In the lines below, find the one that contains "In this practice step, locate the bearded" and write it out exactly, along with every line that follows it.

## start Records for this task

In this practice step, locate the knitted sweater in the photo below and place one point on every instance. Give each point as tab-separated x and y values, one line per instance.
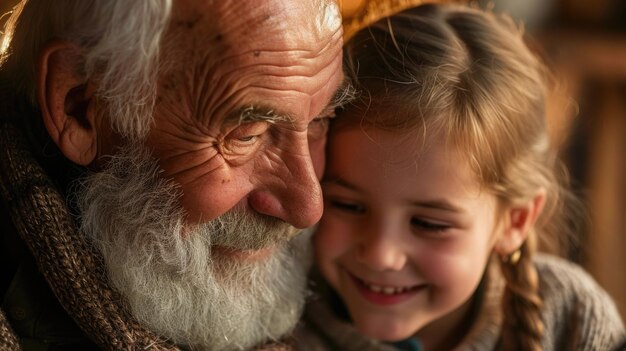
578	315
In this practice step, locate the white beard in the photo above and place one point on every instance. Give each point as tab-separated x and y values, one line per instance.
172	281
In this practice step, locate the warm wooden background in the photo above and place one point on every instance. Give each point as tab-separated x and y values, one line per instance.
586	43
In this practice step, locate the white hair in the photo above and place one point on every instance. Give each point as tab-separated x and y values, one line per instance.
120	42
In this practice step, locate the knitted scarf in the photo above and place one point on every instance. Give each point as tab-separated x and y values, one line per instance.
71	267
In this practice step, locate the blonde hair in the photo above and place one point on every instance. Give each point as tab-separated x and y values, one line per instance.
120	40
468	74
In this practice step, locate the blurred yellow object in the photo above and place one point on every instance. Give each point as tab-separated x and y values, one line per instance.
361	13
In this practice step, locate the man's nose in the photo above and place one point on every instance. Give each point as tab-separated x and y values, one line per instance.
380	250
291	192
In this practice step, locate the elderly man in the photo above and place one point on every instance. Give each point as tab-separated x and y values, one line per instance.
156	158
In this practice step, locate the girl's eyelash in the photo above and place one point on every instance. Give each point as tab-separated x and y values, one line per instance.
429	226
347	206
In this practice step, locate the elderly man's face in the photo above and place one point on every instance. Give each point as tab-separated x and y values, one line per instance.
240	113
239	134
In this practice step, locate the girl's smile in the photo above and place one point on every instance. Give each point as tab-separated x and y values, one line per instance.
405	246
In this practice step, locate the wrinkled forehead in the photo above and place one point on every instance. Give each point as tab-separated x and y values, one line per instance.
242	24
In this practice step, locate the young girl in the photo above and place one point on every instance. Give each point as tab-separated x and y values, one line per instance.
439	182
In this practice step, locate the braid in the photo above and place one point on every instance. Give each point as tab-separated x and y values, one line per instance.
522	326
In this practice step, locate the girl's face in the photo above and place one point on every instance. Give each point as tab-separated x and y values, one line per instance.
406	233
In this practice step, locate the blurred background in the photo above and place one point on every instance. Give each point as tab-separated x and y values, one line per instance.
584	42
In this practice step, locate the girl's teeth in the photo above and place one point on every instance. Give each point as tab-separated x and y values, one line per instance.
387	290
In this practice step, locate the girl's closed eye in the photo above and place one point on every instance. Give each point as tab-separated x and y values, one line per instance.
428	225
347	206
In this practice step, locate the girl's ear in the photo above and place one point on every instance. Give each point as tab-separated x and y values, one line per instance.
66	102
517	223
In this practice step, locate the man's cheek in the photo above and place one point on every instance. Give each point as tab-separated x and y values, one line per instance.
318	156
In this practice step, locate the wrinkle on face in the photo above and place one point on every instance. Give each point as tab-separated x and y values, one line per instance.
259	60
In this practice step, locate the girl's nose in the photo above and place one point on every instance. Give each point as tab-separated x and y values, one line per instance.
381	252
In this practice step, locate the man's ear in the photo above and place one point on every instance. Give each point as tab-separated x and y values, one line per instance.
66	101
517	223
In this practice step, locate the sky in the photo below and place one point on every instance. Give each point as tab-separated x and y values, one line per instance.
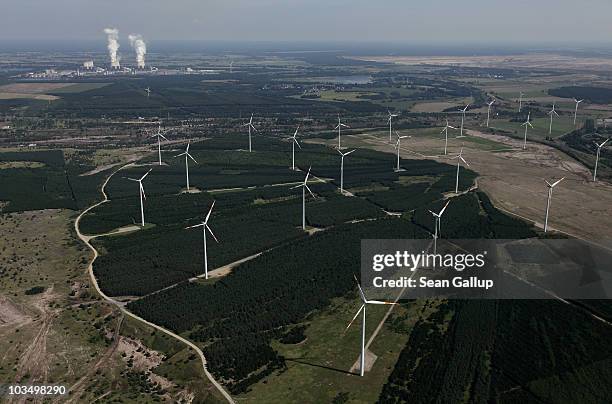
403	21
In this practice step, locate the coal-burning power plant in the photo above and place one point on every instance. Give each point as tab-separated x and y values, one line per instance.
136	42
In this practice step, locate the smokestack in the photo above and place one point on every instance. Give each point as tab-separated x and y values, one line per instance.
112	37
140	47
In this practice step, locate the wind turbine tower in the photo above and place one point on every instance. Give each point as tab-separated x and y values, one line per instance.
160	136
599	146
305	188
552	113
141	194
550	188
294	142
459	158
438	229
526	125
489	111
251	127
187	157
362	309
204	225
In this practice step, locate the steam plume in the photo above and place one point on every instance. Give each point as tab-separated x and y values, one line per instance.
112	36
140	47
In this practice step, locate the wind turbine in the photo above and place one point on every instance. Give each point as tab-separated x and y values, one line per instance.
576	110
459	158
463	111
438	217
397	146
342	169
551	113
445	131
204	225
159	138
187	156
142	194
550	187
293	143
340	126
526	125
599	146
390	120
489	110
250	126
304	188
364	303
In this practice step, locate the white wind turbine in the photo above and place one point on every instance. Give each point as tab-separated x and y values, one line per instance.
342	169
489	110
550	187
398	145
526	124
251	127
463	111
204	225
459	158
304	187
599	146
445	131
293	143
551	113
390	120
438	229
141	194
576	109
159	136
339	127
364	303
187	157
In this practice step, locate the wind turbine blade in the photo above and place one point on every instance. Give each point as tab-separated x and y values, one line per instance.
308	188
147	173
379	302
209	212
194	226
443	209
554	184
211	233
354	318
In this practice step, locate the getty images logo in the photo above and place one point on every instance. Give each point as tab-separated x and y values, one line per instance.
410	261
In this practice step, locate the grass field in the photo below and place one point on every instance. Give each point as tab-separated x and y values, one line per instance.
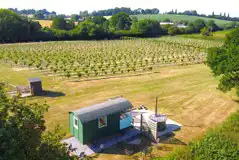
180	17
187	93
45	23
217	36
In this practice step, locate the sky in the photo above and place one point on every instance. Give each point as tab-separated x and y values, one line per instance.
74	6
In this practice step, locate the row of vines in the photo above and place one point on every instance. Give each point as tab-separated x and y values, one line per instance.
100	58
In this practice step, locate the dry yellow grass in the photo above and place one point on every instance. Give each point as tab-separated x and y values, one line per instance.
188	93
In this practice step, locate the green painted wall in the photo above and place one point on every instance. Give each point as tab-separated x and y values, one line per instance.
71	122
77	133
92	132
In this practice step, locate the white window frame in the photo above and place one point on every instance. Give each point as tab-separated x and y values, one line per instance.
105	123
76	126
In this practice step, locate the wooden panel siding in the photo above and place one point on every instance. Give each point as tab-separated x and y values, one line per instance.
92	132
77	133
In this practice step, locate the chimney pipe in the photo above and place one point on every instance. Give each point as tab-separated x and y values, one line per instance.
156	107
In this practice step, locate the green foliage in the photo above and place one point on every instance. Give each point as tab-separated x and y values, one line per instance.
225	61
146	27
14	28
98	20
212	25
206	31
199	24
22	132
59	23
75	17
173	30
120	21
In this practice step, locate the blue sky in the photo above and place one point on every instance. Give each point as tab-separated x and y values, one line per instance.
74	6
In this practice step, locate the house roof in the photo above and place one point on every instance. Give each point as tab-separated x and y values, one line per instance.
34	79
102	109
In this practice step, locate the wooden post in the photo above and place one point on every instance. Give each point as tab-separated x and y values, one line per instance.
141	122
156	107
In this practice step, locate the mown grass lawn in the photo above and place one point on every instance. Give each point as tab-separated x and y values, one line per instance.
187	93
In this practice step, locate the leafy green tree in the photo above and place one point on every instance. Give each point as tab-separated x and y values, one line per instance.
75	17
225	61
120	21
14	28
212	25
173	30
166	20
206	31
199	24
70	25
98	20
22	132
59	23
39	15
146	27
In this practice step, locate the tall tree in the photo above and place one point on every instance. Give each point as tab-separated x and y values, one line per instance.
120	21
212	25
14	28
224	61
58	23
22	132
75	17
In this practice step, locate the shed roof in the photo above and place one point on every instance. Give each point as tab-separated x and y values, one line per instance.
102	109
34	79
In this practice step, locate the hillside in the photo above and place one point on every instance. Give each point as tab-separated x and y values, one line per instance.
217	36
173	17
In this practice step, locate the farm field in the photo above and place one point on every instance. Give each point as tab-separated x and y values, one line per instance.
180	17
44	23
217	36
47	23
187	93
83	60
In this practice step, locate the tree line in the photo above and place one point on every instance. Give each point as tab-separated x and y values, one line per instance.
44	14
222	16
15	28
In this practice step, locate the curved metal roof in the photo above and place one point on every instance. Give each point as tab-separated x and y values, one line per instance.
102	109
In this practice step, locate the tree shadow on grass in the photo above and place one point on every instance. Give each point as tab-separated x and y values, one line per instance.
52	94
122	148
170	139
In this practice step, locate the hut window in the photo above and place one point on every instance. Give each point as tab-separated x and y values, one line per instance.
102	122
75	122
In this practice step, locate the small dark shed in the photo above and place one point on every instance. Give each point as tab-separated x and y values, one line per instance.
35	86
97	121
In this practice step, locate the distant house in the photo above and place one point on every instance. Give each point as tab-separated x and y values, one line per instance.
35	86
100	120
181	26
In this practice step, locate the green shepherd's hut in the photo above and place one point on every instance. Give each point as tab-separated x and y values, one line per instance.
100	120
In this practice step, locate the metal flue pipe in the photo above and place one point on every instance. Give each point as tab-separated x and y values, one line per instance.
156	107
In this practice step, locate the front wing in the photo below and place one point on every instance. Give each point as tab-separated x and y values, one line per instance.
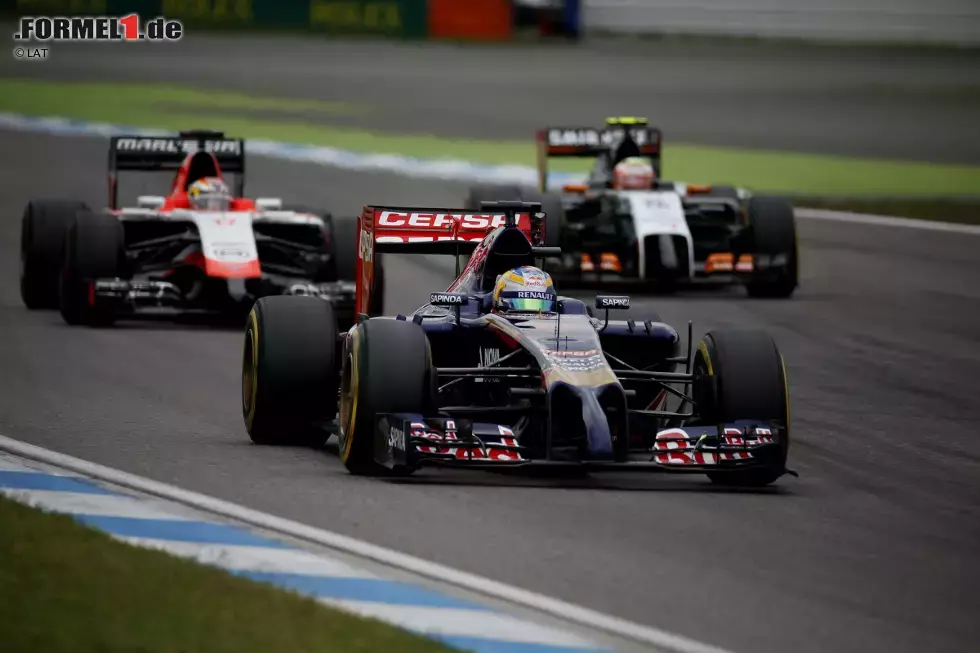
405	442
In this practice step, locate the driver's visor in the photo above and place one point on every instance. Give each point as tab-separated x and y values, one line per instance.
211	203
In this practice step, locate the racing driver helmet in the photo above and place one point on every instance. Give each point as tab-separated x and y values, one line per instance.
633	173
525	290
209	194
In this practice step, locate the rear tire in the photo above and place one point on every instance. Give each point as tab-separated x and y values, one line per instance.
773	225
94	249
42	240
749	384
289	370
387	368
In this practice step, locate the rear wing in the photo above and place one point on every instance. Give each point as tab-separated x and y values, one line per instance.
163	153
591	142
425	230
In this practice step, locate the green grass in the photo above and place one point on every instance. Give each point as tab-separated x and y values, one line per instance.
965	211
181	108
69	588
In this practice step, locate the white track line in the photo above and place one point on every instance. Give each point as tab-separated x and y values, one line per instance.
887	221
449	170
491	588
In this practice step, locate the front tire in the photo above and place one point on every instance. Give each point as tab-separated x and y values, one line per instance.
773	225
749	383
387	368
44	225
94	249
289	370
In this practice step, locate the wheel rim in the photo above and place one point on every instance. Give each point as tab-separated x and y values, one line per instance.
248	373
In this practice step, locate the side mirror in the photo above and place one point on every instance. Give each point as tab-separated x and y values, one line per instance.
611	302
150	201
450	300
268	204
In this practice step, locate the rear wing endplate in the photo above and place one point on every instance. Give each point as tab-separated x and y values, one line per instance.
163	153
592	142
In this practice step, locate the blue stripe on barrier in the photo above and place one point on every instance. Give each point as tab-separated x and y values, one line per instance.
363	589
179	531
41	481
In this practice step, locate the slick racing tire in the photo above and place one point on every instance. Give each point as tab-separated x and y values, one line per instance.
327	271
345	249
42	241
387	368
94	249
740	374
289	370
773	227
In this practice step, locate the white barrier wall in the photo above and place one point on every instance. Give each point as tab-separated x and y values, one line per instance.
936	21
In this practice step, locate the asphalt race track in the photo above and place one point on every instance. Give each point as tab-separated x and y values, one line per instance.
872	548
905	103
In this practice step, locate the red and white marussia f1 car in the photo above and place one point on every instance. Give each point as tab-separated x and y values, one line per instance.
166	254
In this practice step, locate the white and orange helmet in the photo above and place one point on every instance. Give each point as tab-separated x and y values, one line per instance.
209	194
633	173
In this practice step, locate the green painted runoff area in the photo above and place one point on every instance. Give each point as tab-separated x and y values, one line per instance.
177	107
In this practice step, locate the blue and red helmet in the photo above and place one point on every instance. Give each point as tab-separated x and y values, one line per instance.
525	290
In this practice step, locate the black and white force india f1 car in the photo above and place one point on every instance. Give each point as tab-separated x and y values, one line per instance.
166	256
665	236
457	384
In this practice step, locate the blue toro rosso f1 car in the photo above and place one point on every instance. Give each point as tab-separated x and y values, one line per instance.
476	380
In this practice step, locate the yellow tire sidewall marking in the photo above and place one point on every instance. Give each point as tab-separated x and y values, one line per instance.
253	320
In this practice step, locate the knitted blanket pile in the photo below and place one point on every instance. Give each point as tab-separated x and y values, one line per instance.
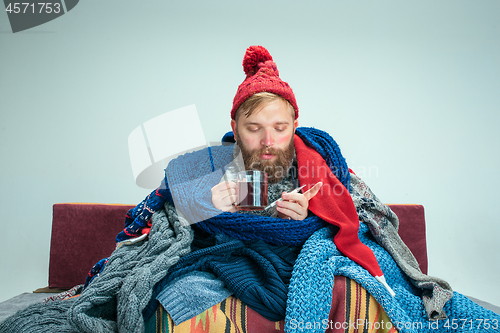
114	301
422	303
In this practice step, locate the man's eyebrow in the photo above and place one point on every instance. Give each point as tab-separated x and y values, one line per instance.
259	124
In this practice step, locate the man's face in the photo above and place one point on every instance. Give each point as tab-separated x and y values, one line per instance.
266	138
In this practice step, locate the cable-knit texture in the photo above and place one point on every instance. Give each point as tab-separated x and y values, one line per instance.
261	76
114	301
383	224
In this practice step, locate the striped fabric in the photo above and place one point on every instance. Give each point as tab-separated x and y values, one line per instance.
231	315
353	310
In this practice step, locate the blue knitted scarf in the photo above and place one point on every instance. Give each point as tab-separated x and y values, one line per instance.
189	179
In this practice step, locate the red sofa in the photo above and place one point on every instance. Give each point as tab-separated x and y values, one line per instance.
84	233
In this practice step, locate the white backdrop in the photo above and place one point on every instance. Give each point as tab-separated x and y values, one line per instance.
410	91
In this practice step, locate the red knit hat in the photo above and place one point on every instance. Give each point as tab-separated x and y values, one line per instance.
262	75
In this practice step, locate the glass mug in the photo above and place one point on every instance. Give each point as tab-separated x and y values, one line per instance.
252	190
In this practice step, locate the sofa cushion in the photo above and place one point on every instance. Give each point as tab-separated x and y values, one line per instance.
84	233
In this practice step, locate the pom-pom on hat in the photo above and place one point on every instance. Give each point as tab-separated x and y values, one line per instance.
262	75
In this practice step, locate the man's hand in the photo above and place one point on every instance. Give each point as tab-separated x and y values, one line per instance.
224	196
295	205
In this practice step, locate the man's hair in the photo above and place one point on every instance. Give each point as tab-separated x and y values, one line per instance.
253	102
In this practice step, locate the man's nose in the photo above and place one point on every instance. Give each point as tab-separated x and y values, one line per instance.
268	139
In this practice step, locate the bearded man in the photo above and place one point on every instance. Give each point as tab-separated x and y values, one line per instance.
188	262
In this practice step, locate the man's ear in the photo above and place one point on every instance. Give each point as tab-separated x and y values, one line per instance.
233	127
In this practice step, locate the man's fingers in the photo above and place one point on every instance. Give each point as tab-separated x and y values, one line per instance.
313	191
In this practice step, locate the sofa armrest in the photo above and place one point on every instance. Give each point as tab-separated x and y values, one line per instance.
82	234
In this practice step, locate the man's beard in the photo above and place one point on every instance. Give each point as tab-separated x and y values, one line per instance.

## end Records for this task

> **Solution to the exercise**
In this practice step, locate the bearded man in the photo above and place one point on every instance. Give each point as tab-separated x and y values, one line per instance.
188	262
In this practice step, locate the man's ear in the photo above and place one point on every instance. Give each point as tab-separated x and y values, one line per instance.
233	127
In this practice step, locate the man's fingers in the photo above and place one point on every instance. Give each point as tab-separated x and y values, one line per instance.
313	191
In this practice step, locate the sofa armrest in the photo above and place one point on every instance. Give each point as tab-separated x and y values, one line per instance.
82	234
In this practice step, locate the man's beard in the photo above and place one point on every instance. Give each point as tab-separated x and y values, one line per instance.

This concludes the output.